** PROVIDED TEXT follows **

The Science of Skin Aging10/25/16 – Skin Science
Age is just a number, right? Except when it comes to your skin. Turns out age is actually two numbers: 1) The age you are, and 2) the age your skin looks.
Your actual age may have less to do with your skin’s appearance and its health than you think. A variety of factors can influence your skin’s health and resilience — some things we can change and some we’re stuck with by virtue of our heredity.
Nature: factors outside your control
Like many other biological processes and structures, your skin comes pre-loaded with genetic programming that determines its pigment, elasticity, thickness, rebound, and more.
- After the age of 20, skin produces about 1% less collagen (the skin component responsible for skin’s firmness) every year, so the older you are, generally, the thinner your skin. As aging progresses, skin also produces less sweat, oils, and elastin, which can contribute to your skin drying out and having less effective rebound.
- Pollutants, exposure to wrinkle-inducing free radicals, and other external environmental factors can negatively impact skin’s tone and thickness. What’s a free radical? A free radical is a molecule that’s missing an electron. It often turns to antioxidants as a replacement, but if no antioxidants are present to balance it out, a free radical can cause damage to surrounding cells in a process called oxidation. Here are five things you need to know about free radicals.
- There are some laws you can’t break, and the one pulling at your skin day in and day out is one of them.

** End of PROVIDED TEXT **

Reproduce word for word the passage of the text on skin aging starting at "Your actual age" and ending at "less effective rebound.". The records that follow come from a separate source and are not related to the text on skin aging.

** RAW DATA follows **

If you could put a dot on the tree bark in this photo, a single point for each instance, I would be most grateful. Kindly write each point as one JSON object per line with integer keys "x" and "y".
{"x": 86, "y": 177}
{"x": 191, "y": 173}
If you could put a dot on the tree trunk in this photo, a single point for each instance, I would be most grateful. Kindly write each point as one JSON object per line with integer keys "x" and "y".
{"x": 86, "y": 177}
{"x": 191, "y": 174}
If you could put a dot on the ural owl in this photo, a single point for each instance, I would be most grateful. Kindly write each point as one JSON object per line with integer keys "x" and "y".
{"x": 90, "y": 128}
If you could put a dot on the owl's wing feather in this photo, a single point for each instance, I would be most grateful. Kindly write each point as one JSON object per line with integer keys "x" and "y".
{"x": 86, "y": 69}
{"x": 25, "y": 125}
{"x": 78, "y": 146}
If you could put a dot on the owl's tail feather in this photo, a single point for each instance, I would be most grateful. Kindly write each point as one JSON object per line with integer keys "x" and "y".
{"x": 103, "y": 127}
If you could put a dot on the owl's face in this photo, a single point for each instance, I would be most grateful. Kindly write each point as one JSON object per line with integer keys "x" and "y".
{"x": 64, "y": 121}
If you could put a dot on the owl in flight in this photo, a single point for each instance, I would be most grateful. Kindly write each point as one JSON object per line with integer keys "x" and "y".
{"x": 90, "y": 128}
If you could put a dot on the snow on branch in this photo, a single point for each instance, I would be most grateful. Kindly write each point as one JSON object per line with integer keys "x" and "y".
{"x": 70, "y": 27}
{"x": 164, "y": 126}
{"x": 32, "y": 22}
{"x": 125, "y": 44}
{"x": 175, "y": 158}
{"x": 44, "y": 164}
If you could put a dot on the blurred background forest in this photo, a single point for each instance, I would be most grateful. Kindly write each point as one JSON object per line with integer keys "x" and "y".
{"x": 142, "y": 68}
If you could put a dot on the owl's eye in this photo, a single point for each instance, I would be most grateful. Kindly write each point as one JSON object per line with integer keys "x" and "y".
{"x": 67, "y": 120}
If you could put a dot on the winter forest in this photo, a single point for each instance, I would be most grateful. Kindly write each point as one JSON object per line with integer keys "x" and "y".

** End of RAW DATA **

■ EXPECTED ANSWER:
Your actual age may have less to do with your skin’s appearance and its health than you think. A variety of factors can influence your skin’s health and resilience — some things we can change and some we’re stuck with by virtue of our heredity.
Nature: factors outside your control
Like many other biological processes and structures, your skin comes pre-loaded with genetic programming that determines its pigment, elasticity, thickness, rebound, and more.
- After the age of 20, skin produces about 1% less collagen (the skin component responsible for skin’s firmness) every year, so the older you are, generally, the thinner your skin. As aging progresses, skin also produces less sweat, oils, and elastin, which can contribute to your skin drying out and having less effective rebound.